(Object pointing dataset rows)
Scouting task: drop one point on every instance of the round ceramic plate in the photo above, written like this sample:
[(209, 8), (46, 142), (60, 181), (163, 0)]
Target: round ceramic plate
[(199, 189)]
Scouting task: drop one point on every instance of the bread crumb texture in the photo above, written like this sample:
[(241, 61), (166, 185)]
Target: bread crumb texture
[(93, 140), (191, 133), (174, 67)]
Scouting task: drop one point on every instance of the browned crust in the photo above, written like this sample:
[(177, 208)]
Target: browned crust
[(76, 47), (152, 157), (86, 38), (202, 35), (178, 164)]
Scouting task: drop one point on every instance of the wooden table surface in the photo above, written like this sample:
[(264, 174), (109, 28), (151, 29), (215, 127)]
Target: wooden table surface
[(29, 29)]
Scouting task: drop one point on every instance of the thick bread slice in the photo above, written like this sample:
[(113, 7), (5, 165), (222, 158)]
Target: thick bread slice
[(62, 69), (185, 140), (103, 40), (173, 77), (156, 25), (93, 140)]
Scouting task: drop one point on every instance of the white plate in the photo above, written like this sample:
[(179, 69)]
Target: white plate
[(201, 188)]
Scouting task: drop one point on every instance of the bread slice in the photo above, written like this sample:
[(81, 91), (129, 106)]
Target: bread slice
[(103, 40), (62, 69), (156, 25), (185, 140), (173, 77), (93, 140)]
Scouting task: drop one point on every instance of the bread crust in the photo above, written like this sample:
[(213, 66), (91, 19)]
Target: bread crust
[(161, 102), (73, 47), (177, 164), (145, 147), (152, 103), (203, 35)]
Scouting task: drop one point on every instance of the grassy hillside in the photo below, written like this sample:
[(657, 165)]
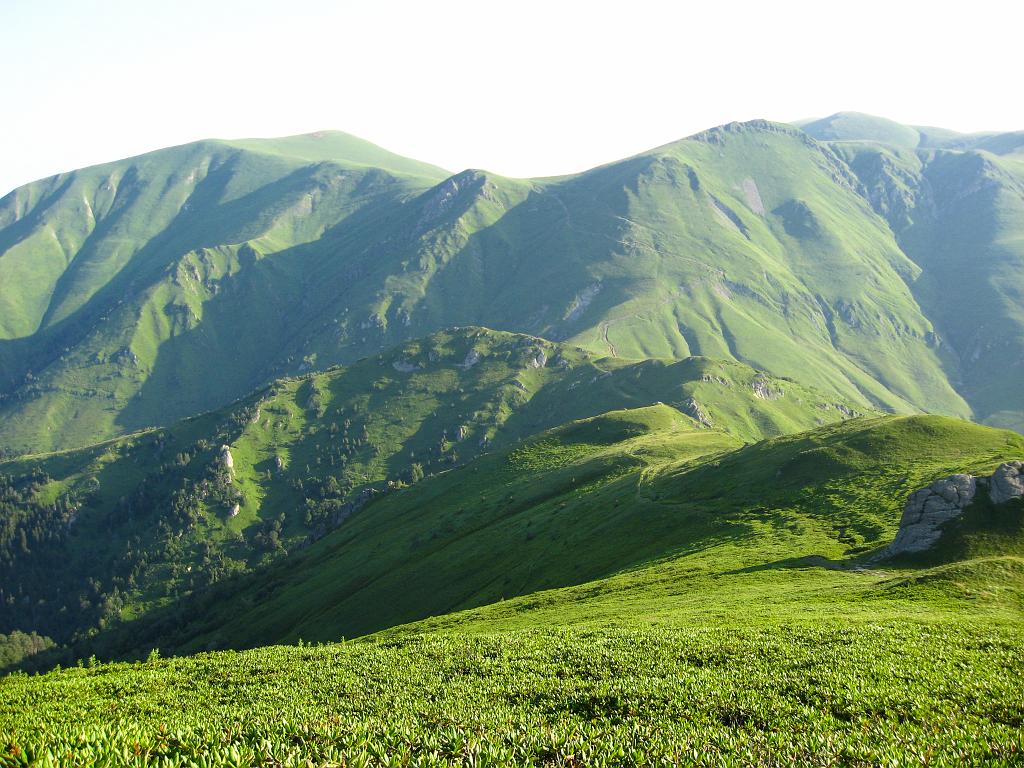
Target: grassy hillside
[(961, 217), (879, 693), (648, 517), (105, 532), (854, 126), (740, 623), (156, 288)]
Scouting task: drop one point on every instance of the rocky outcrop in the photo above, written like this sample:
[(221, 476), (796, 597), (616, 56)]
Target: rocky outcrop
[(1007, 482), (404, 367), (928, 509), (539, 358), (763, 388), (697, 412)]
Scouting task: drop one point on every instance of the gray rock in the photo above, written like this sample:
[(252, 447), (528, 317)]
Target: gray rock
[(763, 389), (695, 410), (1007, 482), (404, 367), (926, 511)]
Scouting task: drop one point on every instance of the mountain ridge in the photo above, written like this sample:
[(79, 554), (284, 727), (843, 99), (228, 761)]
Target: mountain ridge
[(698, 247)]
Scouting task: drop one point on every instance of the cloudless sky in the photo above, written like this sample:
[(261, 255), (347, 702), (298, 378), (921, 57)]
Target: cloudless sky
[(520, 88)]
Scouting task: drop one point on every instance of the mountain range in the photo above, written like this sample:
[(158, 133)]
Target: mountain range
[(708, 456), (877, 262)]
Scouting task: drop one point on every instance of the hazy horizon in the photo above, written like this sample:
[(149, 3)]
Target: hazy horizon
[(464, 87)]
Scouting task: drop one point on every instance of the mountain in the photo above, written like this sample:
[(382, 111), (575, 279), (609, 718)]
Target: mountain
[(960, 215), (109, 531), (620, 509), (156, 288), (855, 126)]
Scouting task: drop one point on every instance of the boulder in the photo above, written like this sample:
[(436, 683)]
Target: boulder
[(1007, 482), (927, 510)]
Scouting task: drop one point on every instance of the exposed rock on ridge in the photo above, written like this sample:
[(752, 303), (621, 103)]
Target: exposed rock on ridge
[(929, 508)]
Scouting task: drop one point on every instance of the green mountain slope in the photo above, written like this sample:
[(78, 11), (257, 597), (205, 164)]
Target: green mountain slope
[(208, 270), (855, 126), (111, 530), (961, 217), (649, 519)]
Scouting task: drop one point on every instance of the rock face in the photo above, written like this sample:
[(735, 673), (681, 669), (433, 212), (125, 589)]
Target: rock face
[(1007, 482), (928, 509)]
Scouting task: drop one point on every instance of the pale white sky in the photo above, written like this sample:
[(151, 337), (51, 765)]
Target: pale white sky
[(521, 88)]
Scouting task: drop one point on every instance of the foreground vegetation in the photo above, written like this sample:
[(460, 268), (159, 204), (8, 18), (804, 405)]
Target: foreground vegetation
[(889, 693)]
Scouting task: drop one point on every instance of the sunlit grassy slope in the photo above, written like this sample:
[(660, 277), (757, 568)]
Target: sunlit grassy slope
[(741, 621), (113, 529), (634, 516), (144, 291)]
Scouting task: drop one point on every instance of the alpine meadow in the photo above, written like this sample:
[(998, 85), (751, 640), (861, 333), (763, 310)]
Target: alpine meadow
[(315, 455)]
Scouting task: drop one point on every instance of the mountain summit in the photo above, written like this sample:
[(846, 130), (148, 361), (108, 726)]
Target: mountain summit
[(880, 267)]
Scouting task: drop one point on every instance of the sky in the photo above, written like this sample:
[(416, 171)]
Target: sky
[(519, 88)]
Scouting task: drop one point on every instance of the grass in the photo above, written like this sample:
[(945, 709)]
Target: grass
[(670, 597), (892, 693), (307, 446), (144, 291)]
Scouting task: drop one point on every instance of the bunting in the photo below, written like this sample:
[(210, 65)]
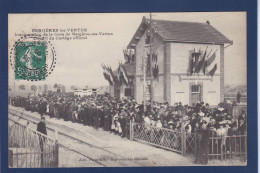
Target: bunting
[(155, 67), (107, 74), (129, 55), (201, 62)]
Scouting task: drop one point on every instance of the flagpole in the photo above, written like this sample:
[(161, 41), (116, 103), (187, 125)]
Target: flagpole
[(144, 87), (151, 68)]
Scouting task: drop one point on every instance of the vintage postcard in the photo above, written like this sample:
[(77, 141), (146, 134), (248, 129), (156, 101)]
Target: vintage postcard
[(127, 89)]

**EXERCISE INSTRUCTIONS:** Leave the pictures out, and reproduce only the lines from the line holding "Scouting task: drop one point on every instance of the alpine" through the last line of the material, both included.

**ANSWER BELOW:**
Scouting task: drop one point on every instance of the alpine meadow in the photo above, written like this sample:
[(998, 85), (751, 640), (861, 333), (763, 310)]
Target: alpine meadow
[(315, 455)]
Scouting task: drop one point on every instance of the mountain summit in the photo above, written like this sample:
[(846, 130), (148, 361), (108, 726)]
Target: mountain summit
[(880, 267)]
Scouting task: drop one point on every instance of the sky in the photo above, written like this sample:
[(416, 171)]
Target: sky
[(519, 88)]
Scouting task: drop one point on every instance of the grass in the photo above, written like this sample:
[(945, 709)]
Target: grass
[(670, 597), (892, 693), (307, 446), (144, 291)]
Scouting task: drop one point on every instance of the bunting in the photo below, written like this sample:
[(210, 65)]
Target: bunting
[(155, 67), (107, 74), (129, 55), (201, 62)]
Scouting task: drop one point on every instance of the flagpole in the photo above, written like this sample:
[(161, 41), (116, 103), (187, 125)]
Target: flagpole
[(144, 87), (151, 68)]
Scouting task: drop one point on every instance of the vintage postcard in the photo above, written like this sample:
[(77, 141), (146, 134), (248, 129), (156, 101)]
Target: vintage postcard
[(127, 89)]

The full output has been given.